◆ **Written problem**: Locate all lines in the records below that contain the word "every", and copy those lines out in full.

• • •

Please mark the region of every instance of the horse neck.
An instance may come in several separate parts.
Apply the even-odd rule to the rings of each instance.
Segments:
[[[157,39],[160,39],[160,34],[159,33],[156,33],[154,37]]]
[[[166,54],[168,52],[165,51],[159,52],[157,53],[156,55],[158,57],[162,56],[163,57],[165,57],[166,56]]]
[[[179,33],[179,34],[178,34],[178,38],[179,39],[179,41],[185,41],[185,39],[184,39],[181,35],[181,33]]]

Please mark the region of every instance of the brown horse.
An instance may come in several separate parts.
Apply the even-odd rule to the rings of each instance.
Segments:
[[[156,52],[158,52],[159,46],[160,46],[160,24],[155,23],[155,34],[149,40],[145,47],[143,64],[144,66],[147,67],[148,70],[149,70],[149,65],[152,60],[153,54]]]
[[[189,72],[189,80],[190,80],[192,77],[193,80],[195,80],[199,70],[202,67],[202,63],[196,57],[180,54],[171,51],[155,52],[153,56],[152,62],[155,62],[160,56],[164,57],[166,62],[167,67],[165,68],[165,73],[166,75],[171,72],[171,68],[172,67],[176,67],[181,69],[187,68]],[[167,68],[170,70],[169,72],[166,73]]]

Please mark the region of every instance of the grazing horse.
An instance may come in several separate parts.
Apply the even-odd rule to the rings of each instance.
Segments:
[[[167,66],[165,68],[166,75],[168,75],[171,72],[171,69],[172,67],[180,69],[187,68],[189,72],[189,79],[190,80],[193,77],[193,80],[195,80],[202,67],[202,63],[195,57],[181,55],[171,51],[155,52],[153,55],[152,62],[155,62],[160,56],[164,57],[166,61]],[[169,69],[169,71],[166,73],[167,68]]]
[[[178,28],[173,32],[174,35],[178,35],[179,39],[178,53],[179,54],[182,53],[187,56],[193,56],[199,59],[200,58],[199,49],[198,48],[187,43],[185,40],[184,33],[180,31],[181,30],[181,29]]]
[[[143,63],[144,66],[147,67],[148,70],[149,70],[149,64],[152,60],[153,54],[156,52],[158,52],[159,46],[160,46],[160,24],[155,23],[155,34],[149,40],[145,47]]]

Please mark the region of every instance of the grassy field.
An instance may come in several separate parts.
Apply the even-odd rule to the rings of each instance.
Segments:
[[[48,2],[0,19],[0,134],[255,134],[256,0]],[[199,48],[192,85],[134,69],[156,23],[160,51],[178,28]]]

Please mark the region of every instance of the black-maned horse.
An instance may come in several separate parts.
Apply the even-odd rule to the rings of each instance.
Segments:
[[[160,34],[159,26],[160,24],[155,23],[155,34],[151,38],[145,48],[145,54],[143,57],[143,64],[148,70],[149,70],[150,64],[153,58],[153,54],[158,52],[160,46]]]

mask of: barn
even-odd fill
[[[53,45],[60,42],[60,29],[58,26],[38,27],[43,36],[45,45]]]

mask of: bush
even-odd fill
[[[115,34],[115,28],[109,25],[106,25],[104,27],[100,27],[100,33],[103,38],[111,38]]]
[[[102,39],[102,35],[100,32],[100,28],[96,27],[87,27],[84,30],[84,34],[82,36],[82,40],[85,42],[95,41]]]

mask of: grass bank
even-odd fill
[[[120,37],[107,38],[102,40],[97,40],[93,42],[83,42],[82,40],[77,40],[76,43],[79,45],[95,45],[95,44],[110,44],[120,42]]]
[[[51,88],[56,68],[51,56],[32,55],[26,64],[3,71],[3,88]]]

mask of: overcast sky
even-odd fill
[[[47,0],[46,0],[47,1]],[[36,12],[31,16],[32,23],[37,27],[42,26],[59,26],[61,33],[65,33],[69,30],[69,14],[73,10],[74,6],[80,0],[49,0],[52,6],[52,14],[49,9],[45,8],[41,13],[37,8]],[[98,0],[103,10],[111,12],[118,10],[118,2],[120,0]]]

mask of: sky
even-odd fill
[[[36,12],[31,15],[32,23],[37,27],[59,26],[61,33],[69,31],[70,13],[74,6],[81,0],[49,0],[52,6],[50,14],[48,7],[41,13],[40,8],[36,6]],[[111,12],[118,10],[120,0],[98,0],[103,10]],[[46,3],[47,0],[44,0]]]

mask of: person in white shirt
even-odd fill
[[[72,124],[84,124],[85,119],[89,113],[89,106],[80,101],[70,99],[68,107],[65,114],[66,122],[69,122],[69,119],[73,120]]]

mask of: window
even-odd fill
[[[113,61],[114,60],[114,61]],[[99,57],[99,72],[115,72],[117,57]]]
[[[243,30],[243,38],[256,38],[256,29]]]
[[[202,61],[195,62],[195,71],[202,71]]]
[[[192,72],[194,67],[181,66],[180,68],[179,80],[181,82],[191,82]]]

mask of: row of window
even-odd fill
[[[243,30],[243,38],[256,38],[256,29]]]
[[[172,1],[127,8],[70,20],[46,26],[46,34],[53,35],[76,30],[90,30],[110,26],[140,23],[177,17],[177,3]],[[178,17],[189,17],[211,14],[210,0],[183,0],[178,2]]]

• • •

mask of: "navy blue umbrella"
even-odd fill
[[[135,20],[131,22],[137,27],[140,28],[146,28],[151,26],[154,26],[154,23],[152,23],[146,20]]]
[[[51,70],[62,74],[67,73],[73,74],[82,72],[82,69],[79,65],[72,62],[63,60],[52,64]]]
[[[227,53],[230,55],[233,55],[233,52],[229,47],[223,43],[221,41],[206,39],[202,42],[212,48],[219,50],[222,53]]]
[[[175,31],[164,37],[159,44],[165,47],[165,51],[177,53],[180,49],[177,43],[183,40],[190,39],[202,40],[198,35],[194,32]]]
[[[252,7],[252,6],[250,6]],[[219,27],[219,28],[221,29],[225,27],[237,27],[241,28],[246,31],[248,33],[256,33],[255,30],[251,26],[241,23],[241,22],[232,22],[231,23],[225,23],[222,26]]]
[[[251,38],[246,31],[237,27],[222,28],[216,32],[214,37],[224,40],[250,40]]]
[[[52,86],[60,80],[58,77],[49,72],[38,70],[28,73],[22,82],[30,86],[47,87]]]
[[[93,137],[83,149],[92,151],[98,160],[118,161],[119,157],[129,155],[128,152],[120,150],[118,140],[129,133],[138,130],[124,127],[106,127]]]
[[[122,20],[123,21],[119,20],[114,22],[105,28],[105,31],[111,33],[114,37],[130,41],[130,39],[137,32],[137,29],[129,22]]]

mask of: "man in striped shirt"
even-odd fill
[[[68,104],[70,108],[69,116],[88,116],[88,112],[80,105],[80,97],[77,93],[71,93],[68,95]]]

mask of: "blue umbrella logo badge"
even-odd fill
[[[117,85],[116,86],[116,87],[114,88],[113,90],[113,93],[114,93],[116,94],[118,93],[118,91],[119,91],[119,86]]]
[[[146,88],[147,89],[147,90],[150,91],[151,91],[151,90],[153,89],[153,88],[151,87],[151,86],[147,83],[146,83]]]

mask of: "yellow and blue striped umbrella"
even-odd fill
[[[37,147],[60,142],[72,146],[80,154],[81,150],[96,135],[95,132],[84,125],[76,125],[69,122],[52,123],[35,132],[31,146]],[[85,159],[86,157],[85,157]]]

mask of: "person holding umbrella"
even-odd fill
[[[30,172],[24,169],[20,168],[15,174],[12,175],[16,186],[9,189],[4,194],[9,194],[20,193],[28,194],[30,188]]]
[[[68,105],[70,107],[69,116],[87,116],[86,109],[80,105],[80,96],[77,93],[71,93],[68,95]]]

• • •

◆ **Result for this exercise**:
Please mark the region of every instance of the horse neck.
Please mark the region of every instance of the brown horse.
Please mark the region of every instance of the grazing horse.
Please mark the region of every instance of the grassy field.
Please mark the region of every instance of the black-maned horse.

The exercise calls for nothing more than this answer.